● INSTRUCTIONS FOR THE TASK
Copy the records word for word, omitting all pictures.

Collected data

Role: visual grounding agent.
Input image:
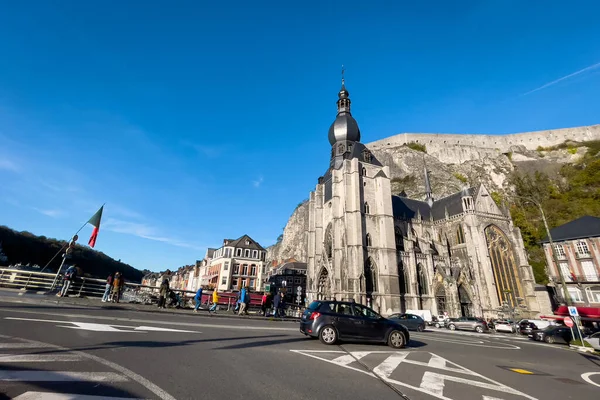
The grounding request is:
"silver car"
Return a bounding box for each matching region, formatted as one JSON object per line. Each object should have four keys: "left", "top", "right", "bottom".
{"left": 447, "top": 317, "right": 489, "bottom": 333}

● TASK SOLUTION
Role: visual grounding agent.
Input image:
The grounding request is:
"silver car"
Return a bounding box for each matching region, formatted as one JSON object per line. Each object should have four keys: "left", "top", "right", "bottom".
{"left": 447, "top": 317, "right": 489, "bottom": 333}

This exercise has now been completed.